* What you need to do: Your response should consist of the records, reproduced exactly.

* Input:
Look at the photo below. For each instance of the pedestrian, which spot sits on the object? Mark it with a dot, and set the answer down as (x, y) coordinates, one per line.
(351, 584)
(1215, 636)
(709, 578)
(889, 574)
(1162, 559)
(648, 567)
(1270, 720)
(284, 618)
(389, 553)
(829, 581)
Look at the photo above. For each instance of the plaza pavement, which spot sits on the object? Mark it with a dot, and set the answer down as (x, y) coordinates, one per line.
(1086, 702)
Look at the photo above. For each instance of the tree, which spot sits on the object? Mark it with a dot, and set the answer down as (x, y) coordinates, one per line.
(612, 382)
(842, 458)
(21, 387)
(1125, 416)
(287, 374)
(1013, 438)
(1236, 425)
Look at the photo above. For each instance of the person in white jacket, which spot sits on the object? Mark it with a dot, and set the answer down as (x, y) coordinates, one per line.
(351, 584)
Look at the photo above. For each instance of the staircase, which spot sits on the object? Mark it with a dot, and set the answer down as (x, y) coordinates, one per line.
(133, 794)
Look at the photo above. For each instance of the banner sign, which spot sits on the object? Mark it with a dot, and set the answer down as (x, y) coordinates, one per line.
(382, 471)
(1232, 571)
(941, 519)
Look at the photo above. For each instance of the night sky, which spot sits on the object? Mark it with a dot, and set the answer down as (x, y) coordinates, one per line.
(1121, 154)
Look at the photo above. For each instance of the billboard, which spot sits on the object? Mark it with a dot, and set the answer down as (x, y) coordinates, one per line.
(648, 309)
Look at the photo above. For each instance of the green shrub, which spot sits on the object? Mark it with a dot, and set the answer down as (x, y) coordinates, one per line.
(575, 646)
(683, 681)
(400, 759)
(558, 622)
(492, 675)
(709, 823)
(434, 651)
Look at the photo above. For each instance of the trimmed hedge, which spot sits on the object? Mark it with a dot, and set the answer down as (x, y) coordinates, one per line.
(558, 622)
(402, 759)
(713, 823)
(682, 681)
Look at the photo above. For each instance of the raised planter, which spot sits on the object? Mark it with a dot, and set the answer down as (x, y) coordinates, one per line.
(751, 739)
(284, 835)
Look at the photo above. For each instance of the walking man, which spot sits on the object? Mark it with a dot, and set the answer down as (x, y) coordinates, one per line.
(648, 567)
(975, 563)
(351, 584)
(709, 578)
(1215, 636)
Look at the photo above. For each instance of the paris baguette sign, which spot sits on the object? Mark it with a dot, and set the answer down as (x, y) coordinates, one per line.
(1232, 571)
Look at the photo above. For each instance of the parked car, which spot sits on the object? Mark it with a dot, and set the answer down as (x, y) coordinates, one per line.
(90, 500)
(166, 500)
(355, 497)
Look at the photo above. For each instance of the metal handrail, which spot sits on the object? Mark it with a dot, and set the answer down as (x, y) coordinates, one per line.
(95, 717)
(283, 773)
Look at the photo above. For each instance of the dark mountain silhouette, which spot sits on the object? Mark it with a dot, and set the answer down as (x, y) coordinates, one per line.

* Solution to the problem:
Look at the photo below. For each instance of the pedestrian, which spot sits on the object? Mark it with a dot, and set the answer down as (x, y) coordinates, one per line.
(351, 584)
(1215, 636)
(709, 578)
(889, 574)
(1162, 559)
(648, 567)
(1270, 720)
(284, 618)
(389, 553)
(829, 581)
Look at the photo above. For each instance of the plaza pavement, which spot sits on the object? Mark it with a dot, and set the answer down as (x, y) coordinates, one per line.
(1086, 702)
Look at the photo above. For each instance of the tree, which spot sits on the object? Mark it with a dot, and set the answer down as (x, y) coordinates, one per line.
(612, 382)
(842, 458)
(21, 387)
(1125, 416)
(287, 374)
(1013, 438)
(1236, 425)
Look at the photo above. For each instance of the person in white jacket, which spot sits on the object? Mark it with a dot, and set the answer down as (x, y) coordinates, one per line.
(351, 584)
Look at the photo above. For each instance of the staircase, which spot sits on the object? Mark it with a dot, and set the answer down as (x, y) coordinates, one per line.
(133, 794)
Look at the photo above. For each instance of the banner sign, which spot sits on the object? Mark it with a dot, and set the answer down as (x, y) coordinates, one per line.
(382, 471)
(1232, 571)
(941, 519)
Look at the photo above. For each instance of the night sky, which spot sits on the object? Mark it with a dot, and set the answer down as (x, y) coordinates, one per line.
(1121, 154)
Look at the photo above. For each instance of the billboard, which spot sits on the object? Mark it with a dot, and set the answer down as (x, y) coordinates, one per line.
(648, 309)
Look at the photo above. For each instance of the green shrub, which spot sits on the object? Mark it with a dot, and set the answer down as (x, y) coordinates, one per line.
(575, 646)
(683, 681)
(400, 759)
(558, 622)
(492, 675)
(709, 823)
(434, 651)
Look at the photo above. For each instance of the trimmed hedge, which spot sits on the object? Mark it with a dot, and set the answer down as (x, y) coordinates, one per line.
(558, 622)
(402, 759)
(713, 823)
(682, 681)
Look at the photo above. For each instance of the raised planter, which spot sits on the object? Mark it with a dot, and set the answer down as (x, y) coordinates, one per line.
(751, 739)
(284, 835)
Look at the photo above. For each instance of the walking man, which spot sits on the object? Mark it with a dot, and set the answer down as (x, y) coordinates, one per line.
(648, 567)
(975, 563)
(351, 584)
(709, 578)
(1215, 636)
Look at the photo above. For each instance of the paris baguette sign, which spot sits on the object? Mark it with a dot, and set the answer down as (x, y) coordinates, one per line.
(1232, 571)
Look at the photo above. For each instance of the parked car, which spot sits on the object? Mark it with a dot, and set the answer down as (x, y) coordinates, one per line.
(90, 500)
(166, 500)
(355, 497)
Look at the photo above. For each instance of the metal handrail, which spot sits on the object? Mark it with a dot, and set the answer down as (x, y) coordinates, one per line.
(95, 717)
(283, 773)
Look at the photo above. For each instance of the dark mountain silhouette, which spot sits on the object? Mark it with a dot, and set the answer down as (x, y) coordinates, one per line.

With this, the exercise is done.